Andrea Lissoni: Block party, Pierre Huyghe's film that one encounters in a gallery normally. It's not screened in the cinema and shows a party taking shape in an informal environment. It could be any town, looks like New York and it is actually New York. What you see is that people gathering around a sound system and a sort of celebration taking shape. There's a music actually, on one channel and in the other one there's a story that it's going to be told and unfolds.
The story that is told is a story of how hip hop became such a relevant form of expression and form of art, through the domain figures that were involved in making hip hop a crucial moment in contemporary culture. The world has an interesting autonomy. It's both a strange document, an interesting document of a moment in time. A very short document and very pertinent work in Pierre Huyghe’s career.
Pierre Huyghe has been always interested in collaboration, in life that unfolds in a sort of non-controlled way and just between control and non-control, and in relationships. Hip hop is very much about collaboration. Is very much about change. It's very much about something that takes shape in an urban space and then disappears. It's very much about the language.
Bridget: This climate of DIY creativity mixing and recreating is tightly linked with hip hop and also art. In an interview with Donna DeSalvo, artist Chris Ofili references this. He says, "I like hip hop's cut and paste attitude. You can often hear where one joint ends and another begins, which is something I try to make apparent in my work so you can see how things are made. Hip Hop takes existing beats, restructures them and injects the individual in the form of a rap." Andrea talks about how this technique is reflective of collage.
Andrea: Cut and paste first, and cut and mix after, emerge in, I want to say, the late 50s but was already there in the early movement of the avant-garde as collage. Of course, collage is bi-dimensional. It's based on the idea of painting. It's a form of bringing elements of everyday life into the authoritative space of painting. Bringing something that belongs to off the frame within the frame, that was the gesture that motivated part of art related to collage or art made out of collage.
Bridget: Here's Zezi Ifore again.

++++++++++++++++++++

_Goal of the exercise_
Continue the hip hop and art conversation from the point where it stops. The items that follow have no connection to the hip hop and art conversation.

++++++++++++++++++++

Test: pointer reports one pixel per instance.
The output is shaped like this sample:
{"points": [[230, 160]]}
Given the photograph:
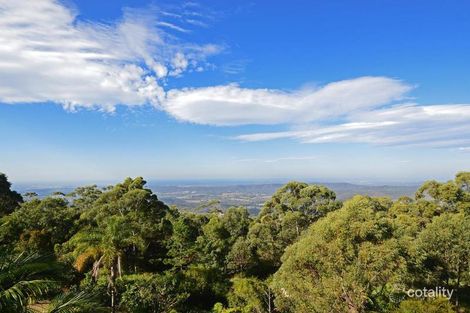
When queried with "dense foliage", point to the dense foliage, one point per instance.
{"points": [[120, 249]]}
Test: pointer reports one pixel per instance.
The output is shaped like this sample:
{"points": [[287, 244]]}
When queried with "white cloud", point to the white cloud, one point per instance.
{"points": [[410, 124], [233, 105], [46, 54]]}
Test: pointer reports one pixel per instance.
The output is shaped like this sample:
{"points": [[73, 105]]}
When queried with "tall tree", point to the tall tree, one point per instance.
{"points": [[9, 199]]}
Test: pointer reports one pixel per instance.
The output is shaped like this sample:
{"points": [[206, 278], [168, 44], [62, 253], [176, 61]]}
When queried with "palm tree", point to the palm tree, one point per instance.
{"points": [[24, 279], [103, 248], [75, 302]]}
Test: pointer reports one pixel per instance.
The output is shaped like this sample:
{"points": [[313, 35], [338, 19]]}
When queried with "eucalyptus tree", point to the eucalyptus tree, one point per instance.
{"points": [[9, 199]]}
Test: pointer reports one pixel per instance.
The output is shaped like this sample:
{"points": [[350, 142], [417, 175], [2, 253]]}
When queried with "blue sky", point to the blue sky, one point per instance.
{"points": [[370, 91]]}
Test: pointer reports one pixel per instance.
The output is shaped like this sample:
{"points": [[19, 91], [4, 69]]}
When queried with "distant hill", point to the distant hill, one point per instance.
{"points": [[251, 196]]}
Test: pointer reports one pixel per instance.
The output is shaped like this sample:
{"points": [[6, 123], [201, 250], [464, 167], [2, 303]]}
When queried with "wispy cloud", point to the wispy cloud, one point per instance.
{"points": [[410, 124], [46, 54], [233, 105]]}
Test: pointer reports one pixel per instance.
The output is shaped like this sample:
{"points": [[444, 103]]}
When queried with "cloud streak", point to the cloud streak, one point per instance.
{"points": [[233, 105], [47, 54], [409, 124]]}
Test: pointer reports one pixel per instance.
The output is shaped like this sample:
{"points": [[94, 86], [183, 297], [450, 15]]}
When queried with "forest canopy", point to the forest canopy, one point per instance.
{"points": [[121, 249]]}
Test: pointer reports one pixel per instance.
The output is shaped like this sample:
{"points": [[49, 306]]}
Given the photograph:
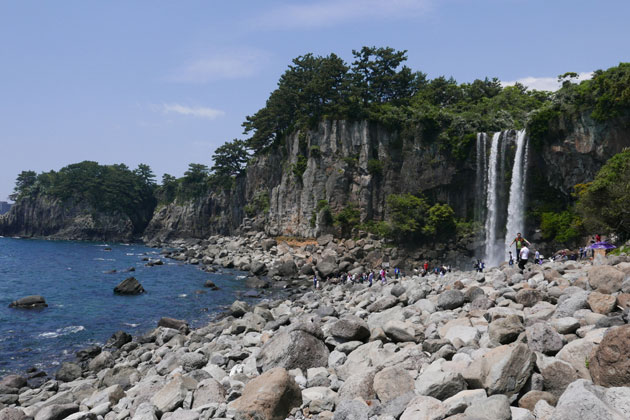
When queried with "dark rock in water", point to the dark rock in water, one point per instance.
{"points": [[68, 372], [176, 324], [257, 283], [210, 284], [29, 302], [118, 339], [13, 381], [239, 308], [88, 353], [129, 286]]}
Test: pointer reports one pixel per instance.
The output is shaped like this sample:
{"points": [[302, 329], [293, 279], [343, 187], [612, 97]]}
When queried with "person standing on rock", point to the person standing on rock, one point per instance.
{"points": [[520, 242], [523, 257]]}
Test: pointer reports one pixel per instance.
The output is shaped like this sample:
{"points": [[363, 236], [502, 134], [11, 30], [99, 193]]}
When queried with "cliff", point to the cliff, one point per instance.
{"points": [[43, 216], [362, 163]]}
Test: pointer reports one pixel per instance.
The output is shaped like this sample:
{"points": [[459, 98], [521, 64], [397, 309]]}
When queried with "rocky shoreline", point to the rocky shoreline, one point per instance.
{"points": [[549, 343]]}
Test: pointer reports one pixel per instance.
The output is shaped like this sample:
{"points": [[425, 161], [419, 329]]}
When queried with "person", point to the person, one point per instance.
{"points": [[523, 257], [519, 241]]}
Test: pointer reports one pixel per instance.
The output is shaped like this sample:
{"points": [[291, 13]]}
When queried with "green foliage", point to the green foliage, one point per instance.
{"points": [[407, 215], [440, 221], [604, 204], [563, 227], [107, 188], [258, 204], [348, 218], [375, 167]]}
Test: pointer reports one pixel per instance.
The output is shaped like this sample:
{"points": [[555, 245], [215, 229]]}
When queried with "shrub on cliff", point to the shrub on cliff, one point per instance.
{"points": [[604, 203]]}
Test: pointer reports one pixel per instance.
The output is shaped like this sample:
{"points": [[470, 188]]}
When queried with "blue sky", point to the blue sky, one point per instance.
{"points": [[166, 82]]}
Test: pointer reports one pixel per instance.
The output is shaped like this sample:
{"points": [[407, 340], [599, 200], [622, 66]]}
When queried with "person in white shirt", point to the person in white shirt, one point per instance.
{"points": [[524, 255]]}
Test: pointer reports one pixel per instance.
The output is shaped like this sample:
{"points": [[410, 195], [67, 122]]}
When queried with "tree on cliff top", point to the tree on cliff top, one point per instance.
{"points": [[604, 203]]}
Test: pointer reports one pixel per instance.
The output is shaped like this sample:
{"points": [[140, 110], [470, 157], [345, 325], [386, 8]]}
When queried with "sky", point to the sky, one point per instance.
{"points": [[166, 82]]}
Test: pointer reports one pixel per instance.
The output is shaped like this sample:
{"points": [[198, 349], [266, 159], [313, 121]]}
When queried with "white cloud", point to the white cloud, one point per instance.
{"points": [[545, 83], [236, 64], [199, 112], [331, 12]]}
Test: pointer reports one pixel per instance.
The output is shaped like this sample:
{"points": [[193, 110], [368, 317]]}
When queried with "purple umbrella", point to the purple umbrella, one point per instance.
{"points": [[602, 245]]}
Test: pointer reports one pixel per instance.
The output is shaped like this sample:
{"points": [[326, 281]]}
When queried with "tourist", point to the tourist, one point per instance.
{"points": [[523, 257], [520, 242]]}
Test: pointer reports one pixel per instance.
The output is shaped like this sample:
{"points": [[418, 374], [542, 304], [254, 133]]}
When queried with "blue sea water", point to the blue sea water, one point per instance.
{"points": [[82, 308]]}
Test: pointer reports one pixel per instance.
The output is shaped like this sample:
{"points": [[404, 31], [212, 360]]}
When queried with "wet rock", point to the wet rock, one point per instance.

++++++++++++++++++++

_Exercise result_
Zezi: Hip Hop was born out of innovation. Musically speaking, we're talking about pioneering new sounds using new technology like electronic synths and all these 808 drum machines that just did not exist before and finding new ways to use this new technology. It birthed this artform of djing, of putting one record on top of another and blending them seamlessly. It birthed sampling, taking a bit of an existing song, isolating it, adding it to something else and chopping it up. It birthed remixing. All of this comes from hip hop culture.
Bridget: Art films to small screens, film, video, and imagery are key components in hip hop. The music videos allow the lyrics to come to life and the cover images are the new elements of the story. Visual artist King Saladeen talks about how rapper Kanye West album cover for The College Dropout, which showed a bear college mascot inspired his collection Bear Season.
King Saladeen: Definitely, it was inspired by College Dropout. The story behind that was about maybe 10 years ago. I come home from working. I worked with kids at a placement, a judicial system pretty much where kids get locked up with foster homes and things like that. I started with like a little art group for the kids that was like fighting the most of the day and things like that just to get them off of the unit and do something constructive.
While I'm at work, I'm drawing a painting, I'm doing all my things too. That was just one boring day. I have the album cover in my bag. I'm just like, "Y'all can make this bear way cooler. I can make this dude from Philly." You know what I'm saying? "It's cool, but I can make it cooler."
Bridget: Zezi talks about her favorite album cover.
Zezi: I mean, hip hop-- Again, one of the reasons why its influence is just so enduring is that it has gone hand in hand with iconic imagery, iconic styles of dressing iconic videos, iconic artworks. These are things that have been seared into our minds once we see them. The first one I did think of was that Notorious B.I.G, Ready to Die. It's a classic one. It's almost like, that's almost going to be a cliché answer at this point.
I remember being struck by the fact that there's this beautiful little black baby on the cover. Innocent, pure, beautiful, and the simplicity of the album as well. Graphically and visually, it's very striking because it's quite simple and stuck. It's classic, but then the title is ready to die. It's like that kind of juxtaposition, that contrast of new life and death and being prepared for imminent death may be and just what that reality is.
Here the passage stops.